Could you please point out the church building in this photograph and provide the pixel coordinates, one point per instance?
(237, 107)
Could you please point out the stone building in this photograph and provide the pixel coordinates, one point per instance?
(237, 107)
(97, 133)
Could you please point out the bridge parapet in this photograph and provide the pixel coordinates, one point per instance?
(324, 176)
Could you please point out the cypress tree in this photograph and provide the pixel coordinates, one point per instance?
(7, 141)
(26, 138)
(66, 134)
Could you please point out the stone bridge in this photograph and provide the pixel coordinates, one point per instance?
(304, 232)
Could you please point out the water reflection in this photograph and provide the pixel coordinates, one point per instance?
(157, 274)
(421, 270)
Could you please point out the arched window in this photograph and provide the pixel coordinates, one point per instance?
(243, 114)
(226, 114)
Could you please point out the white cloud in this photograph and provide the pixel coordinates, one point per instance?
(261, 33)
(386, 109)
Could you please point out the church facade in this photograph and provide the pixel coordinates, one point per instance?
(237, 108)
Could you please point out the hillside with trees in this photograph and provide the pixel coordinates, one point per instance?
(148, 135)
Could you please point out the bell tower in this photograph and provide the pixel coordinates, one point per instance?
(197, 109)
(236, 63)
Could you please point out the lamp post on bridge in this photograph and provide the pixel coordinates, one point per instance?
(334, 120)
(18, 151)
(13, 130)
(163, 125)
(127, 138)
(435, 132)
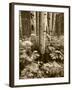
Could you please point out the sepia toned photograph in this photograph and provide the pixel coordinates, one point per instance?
(39, 44)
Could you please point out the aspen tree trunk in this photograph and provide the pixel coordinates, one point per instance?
(20, 24)
(50, 23)
(33, 22)
(59, 25)
(37, 26)
(54, 23)
(43, 26)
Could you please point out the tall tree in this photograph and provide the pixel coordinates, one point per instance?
(37, 26)
(50, 23)
(20, 24)
(33, 22)
(54, 23)
(43, 26)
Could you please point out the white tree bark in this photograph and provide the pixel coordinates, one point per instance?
(43, 26)
(50, 22)
(54, 22)
(33, 22)
(20, 23)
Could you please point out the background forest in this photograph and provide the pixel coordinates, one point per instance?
(41, 44)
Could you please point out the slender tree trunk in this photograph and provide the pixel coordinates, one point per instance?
(50, 23)
(43, 26)
(20, 24)
(37, 26)
(33, 22)
(54, 23)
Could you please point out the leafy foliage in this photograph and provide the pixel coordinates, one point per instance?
(34, 65)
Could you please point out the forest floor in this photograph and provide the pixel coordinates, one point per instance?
(34, 65)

TASK OBJECTIVE:
Update the listing above by changing every "pixel coordinates" to "image coordinates" and leaving all else as it is. Omit the pictures from your version.

SOLUTION FOR THIS PROBLEM:
Could you please point out the church building in this photograph and provide the image coordinates, one point per instance?
(237, 107)
Could you please point out the stone building in this photograph and provide the image coordinates, one point per instance?
(237, 107)
(97, 133)
Could you please point out the bridge parapet in this photograph and provide the image coordinates, one point per instance?
(324, 176)
Could you please point out the cypress tree in this photograph and provide the image coordinates, one point per instance?
(7, 141)
(26, 138)
(66, 134)
Could you please point out the stone bridge in this photograph and provide the image coordinates, one point per instance?
(304, 232)
Could you please point out the water reflection in this photograph and provide the image coordinates, one point per instance?
(157, 274)
(421, 270)
Could you please point out the arched window in this photograph and provide the image coordinates, one point per instance?
(243, 114)
(226, 114)
Could you please point out the white cloud in this photograph and provide the image coordinates, one point per instance?
(261, 33)
(386, 109)
Could you please point out the church facade in this photograph and provide the image coordinates, one point per instance?
(237, 108)
Could you please point out the hillside with trees in this photograph and provide the image coordinates, one point per instance?
(148, 135)
Could you please point out the bell tower in this photograph and provide the image coordinates, one point per instance?
(197, 109)
(236, 63)
Could you please point out the lamp post on bridge in this photograph and provide the image coordinates, one point per instance?
(334, 120)
(18, 151)
(13, 130)
(163, 125)
(127, 138)
(435, 132)
Could you please point out the sepia toned photograph in this photograph and provide the image coordinates, one point per instance?
(39, 44)
Could you please point out the aspen tree trunk in this photograph and provide the image coordinates, one point per instance?
(20, 24)
(50, 23)
(33, 22)
(59, 25)
(37, 26)
(54, 23)
(43, 26)
Could you please point out the tall tree in this photograph and provide the image coordinates, one point per instance?
(37, 26)
(50, 23)
(20, 24)
(33, 22)
(54, 23)
(43, 26)
Could you please point out the white tree bark in this photograph and provide the image coordinates, one point per instance?
(43, 26)
(50, 22)
(54, 22)
(33, 22)
(20, 23)
Could you please point out the background forest in this photograph and provide the image coordinates, one point per instance?
(41, 44)
Could you please point out the slender tree trunk in this photograph and provide the image coordinates, one point per instance?
(50, 23)
(43, 26)
(20, 24)
(37, 26)
(33, 22)
(54, 23)
Could you please point out the leafy foliage in this photograph and provide the image coordinates, one point per instance?
(34, 65)
Could you please point out the forest floor in this photograph and provide the image coordinates, one point per instance?
(34, 65)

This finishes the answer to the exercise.